# Finishing of plywood



## joerenaud (Jul 10, 2011)

I'm boxing in a structural I-beam in a client's basement and am looking for a more forgiving and easier to install alternative to piecing in narrow strips of drywall. I'm thinking of using plywood but it will take at least a coat of primer and 2-3 coats of eggshell or semi-gloss finish to look somewhat decent. Any other ideas how to get plywood close to smooth - easier? Product recommendations?


----------



## TJ Paint (Jun 18, 2009)

put a lot of paint on it


----------



## straight_lines (Oct 17, 2007)

Use luan. Its a much friendlier surface to paint than plywood. We paint a ton of it down here at the beach. 

Houses are on piling and the bottom floor is usually open so contractors use it. Joints are capped with those 2" slats.


----------



## ewingpainting.net (Jun 2, 2008)

Vista Paint Weather Master is has a heaver body paint that will fbridge gaps, with a slight angler sheen. it is a great product.


----------



## TJ Paint (Jun 18, 2009)

or use block filler or peel bond


----------



## Different Strokes (Dec 8, 2010)

Not all plywood is rough. Buy A grade ply.


----------



## Paintmaster (Aug 13, 2011)

buy cheap ply, spackle a thin layer of green label joint compound, feather sauve'


----------



## ROOMINADAY (Mar 20, 2009)

Use some nice Quarter sawn oak plywood!


----------



## daArch (Mar 15, 2008)

why not mdf, or mdo, or birch veneered ply ?

regular A/C ply sucks for painting. IMO


----------

________________

■ Exercise instructions
1 > From the plywood thread, print the passage starting with "Use luan. Its" and going on through "(Jun 2, 2008)".
2 > Translate this sentence from the plywood thread into Spanish: "Not all plywood is rough."

[Point-based annotation data]
________________

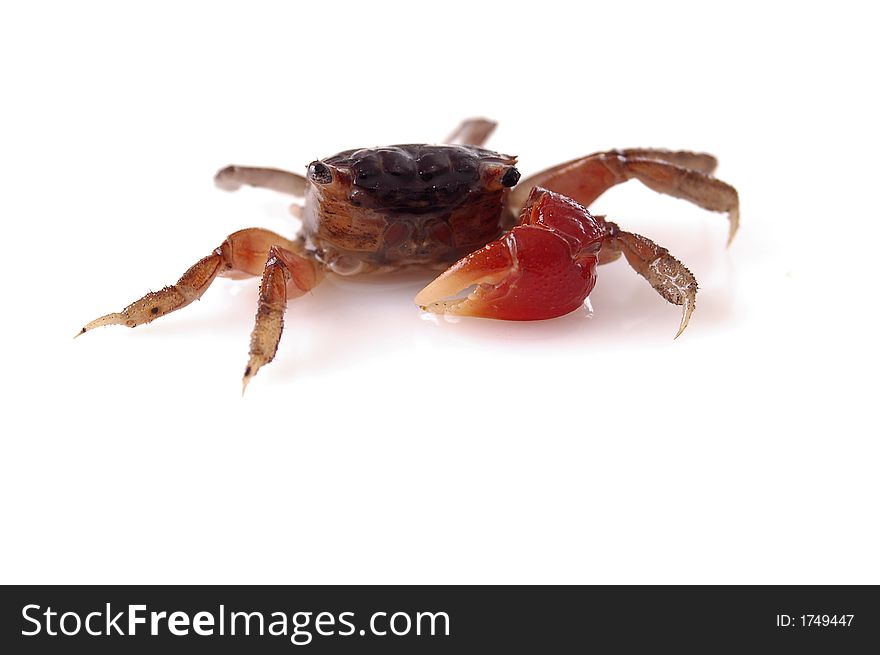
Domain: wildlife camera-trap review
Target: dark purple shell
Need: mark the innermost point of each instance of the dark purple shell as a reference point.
(415, 177)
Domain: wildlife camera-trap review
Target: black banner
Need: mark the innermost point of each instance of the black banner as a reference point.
(447, 619)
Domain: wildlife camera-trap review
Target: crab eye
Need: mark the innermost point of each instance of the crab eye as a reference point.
(511, 177)
(320, 173)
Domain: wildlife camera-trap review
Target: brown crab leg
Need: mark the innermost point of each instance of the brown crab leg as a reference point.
(471, 132)
(587, 178)
(285, 276)
(242, 254)
(669, 277)
(232, 178)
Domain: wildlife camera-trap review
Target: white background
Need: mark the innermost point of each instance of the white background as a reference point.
(384, 445)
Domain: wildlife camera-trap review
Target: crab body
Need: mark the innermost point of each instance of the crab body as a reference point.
(405, 205)
(525, 250)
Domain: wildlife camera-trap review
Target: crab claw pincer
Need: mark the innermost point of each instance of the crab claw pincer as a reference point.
(543, 268)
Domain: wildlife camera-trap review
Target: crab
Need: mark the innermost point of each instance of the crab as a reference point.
(528, 248)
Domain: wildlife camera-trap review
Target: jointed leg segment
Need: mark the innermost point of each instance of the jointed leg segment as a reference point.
(669, 277)
(245, 253)
(680, 174)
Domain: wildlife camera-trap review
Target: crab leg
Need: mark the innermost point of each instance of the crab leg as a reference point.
(669, 277)
(232, 178)
(471, 132)
(285, 276)
(680, 174)
(242, 254)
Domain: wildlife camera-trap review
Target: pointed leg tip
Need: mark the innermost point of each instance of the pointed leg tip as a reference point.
(734, 226)
(250, 371)
(225, 179)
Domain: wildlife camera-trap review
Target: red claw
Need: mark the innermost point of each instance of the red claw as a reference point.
(543, 268)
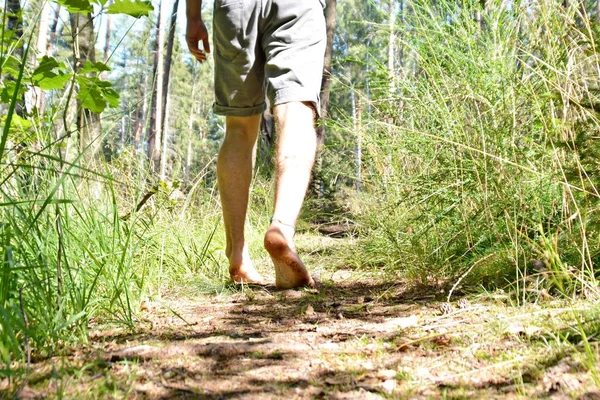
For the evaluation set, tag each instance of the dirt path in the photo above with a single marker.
(351, 339)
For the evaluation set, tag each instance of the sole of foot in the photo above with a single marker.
(290, 272)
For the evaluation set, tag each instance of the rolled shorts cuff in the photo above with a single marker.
(239, 111)
(287, 95)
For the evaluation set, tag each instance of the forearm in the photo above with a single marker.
(193, 9)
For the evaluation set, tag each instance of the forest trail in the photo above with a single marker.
(354, 337)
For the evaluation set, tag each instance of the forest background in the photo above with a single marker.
(461, 144)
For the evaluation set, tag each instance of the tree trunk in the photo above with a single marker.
(165, 145)
(88, 123)
(168, 58)
(165, 92)
(36, 95)
(357, 127)
(391, 46)
(155, 136)
(107, 36)
(15, 25)
(330, 17)
(52, 32)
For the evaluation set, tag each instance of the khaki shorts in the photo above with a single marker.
(267, 46)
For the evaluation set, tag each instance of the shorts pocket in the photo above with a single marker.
(227, 26)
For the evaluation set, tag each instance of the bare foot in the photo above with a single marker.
(241, 269)
(290, 272)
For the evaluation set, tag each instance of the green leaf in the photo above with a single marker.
(133, 8)
(11, 65)
(92, 99)
(94, 67)
(77, 6)
(45, 78)
(96, 94)
(18, 124)
(112, 97)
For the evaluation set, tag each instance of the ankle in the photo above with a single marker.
(285, 230)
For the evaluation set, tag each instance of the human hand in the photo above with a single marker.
(195, 32)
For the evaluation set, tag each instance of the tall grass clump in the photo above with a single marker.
(84, 241)
(76, 250)
(483, 160)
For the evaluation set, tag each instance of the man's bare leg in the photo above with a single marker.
(234, 172)
(295, 154)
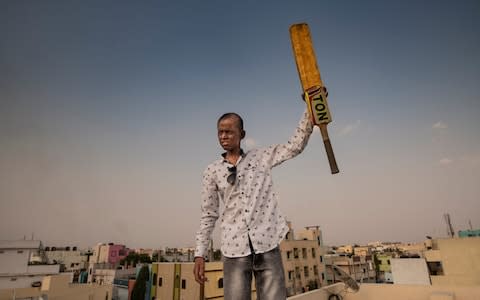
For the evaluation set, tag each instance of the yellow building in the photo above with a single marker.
(59, 287)
(303, 260)
(453, 261)
(175, 281)
(360, 268)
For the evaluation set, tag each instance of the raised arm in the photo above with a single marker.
(295, 145)
(209, 213)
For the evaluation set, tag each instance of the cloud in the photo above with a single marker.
(440, 125)
(473, 159)
(250, 143)
(350, 128)
(445, 161)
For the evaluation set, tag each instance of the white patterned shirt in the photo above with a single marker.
(250, 204)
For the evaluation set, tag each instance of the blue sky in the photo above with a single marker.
(108, 114)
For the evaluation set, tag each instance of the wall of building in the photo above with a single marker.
(410, 271)
(58, 287)
(302, 263)
(73, 260)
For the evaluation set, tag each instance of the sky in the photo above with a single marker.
(108, 115)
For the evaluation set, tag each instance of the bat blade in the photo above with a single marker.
(311, 80)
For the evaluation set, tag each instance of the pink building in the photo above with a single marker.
(116, 253)
(110, 254)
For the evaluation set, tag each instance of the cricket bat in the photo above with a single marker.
(314, 91)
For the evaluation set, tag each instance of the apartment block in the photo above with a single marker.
(23, 264)
(176, 281)
(71, 259)
(453, 261)
(302, 257)
(360, 268)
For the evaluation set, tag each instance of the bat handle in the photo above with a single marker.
(329, 149)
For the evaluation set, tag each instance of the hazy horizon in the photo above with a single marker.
(108, 116)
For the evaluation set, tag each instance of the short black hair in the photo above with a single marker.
(232, 115)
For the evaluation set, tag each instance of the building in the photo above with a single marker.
(176, 281)
(104, 257)
(70, 259)
(383, 267)
(392, 292)
(108, 276)
(453, 261)
(23, 264)
(360, 268)
(59, 287)
(469, 233)
(409, 271)
(303, 260)
(109, 253)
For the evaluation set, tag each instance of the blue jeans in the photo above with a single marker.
(269, 277)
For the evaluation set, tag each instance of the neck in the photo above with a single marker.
(233, 155)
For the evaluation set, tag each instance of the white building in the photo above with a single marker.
(23, 264)
(70, 258)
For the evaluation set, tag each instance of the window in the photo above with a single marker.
(220, 283)
(290, 275)
(435, 267)
(289, 254)
(297, 273)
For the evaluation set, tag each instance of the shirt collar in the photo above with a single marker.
(224, 155)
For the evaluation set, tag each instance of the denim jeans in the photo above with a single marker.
(268, 271)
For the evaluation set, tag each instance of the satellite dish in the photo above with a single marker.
(345, 278)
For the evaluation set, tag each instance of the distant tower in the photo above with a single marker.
(450, 231)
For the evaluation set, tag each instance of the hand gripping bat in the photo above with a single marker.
(314, 92)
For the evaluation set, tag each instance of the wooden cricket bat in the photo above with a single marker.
(315, 93)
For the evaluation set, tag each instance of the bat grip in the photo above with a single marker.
(329, 149)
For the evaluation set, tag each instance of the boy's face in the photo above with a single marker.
(229, 134)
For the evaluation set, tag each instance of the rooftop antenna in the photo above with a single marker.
(450, 231)
(348, 282)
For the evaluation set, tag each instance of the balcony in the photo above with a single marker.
(393, 292)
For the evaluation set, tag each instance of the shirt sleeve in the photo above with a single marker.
(295, 145)
(209, 212)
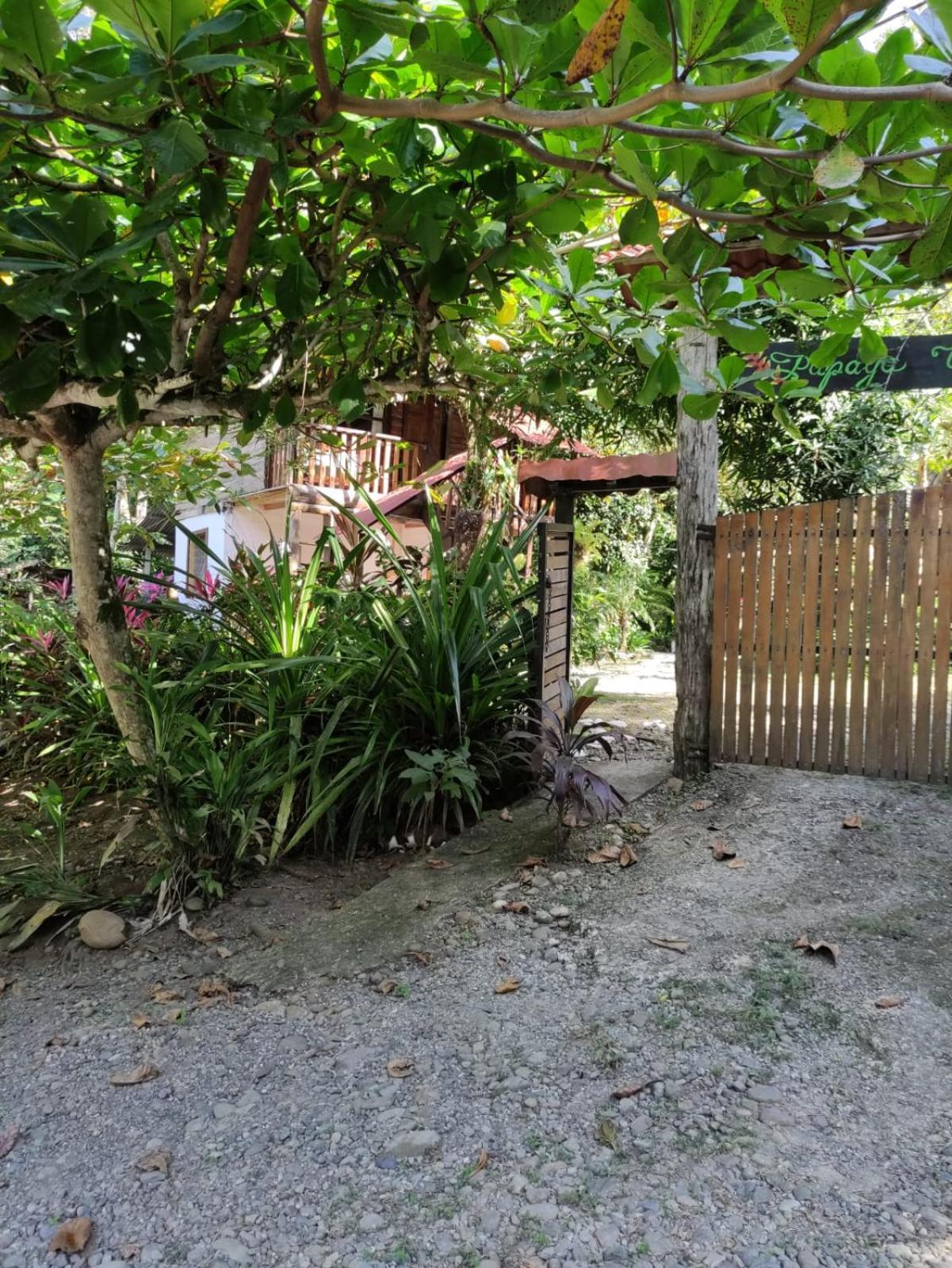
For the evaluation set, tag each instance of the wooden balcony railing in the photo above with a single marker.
(334, 458)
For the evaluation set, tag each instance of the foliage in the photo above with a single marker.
(560, 739)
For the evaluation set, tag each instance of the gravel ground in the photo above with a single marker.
(785, 1120)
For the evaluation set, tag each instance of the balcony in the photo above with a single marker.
(334, 458)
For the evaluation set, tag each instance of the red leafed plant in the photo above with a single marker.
(560, 742)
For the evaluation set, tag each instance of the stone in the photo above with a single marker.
(234, 1251)
(101, 931)
(414, 1144)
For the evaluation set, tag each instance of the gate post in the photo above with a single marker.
(694, 594)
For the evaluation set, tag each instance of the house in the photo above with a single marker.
(304, 476)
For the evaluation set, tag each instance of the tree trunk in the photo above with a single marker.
(694, 595)
(101, 621)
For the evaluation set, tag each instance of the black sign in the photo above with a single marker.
(912, 363)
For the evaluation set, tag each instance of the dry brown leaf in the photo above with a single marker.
(400, 1067)
(596, 50)
(164, 995)
(211, 991)
(8, 1139)
(827, 950)
(129, 1078)
(633, 1090)
(155, 1160)
(670, 945)
(72, 1236)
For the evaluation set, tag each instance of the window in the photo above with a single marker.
(197, 564)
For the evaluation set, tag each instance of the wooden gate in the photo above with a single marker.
(554, 627)
(832, 636)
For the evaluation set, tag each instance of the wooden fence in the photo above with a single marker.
(832, 637)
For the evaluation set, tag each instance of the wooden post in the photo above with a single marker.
(694, 596)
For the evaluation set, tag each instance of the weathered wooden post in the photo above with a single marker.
(694, 594)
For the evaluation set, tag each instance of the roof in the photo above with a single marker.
(617, 473)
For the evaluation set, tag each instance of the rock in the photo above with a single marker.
(103, 931)
(412, 1144)
(236, 1252)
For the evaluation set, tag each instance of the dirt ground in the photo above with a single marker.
(518, 1064)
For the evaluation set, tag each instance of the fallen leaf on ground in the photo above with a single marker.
(211, 991)
(670, 945)
(828, 950)
(72, 1236)
(155, 1160)
(400, 1067)
(164, 995)
(129, 1078)
(633, 1090)
(607, 1134)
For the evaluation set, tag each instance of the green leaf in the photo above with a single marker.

________________

■ Responses for each task
1 >
Use luan. Its a much friendlier surface to paint than plywood. We paint a ton of it down here at the beach. 

Houses are on piling and the bottom floor is usually open so contractors use it. Joints are capped with those 2" slats.


----------



## ewingpainting.net (Jun 2, 2008)

2 > No todo el contrachapado es áspero.